═══ Exercise inputs ═══
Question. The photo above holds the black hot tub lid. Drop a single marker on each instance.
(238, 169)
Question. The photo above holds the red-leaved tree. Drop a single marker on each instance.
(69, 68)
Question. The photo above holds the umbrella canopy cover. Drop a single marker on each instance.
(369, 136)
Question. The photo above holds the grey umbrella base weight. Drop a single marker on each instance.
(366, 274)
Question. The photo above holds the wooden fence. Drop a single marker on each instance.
═══
═══ Exercise inputs ═══
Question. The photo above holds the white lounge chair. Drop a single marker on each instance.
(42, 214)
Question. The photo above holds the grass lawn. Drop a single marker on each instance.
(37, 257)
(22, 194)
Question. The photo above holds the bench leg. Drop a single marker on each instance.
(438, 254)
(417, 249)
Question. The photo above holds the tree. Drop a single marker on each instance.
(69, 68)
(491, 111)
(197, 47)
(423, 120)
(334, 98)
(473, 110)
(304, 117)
═══
**Work to complete**
Pick out every line in the items above that contains the string "tree", and copy each one.

**The completed task**
Question. The photo above holds the red-leaved tree. Drop a single marker on each instance.
Question. The photo above holds the tree. Drop a single marker on each instance.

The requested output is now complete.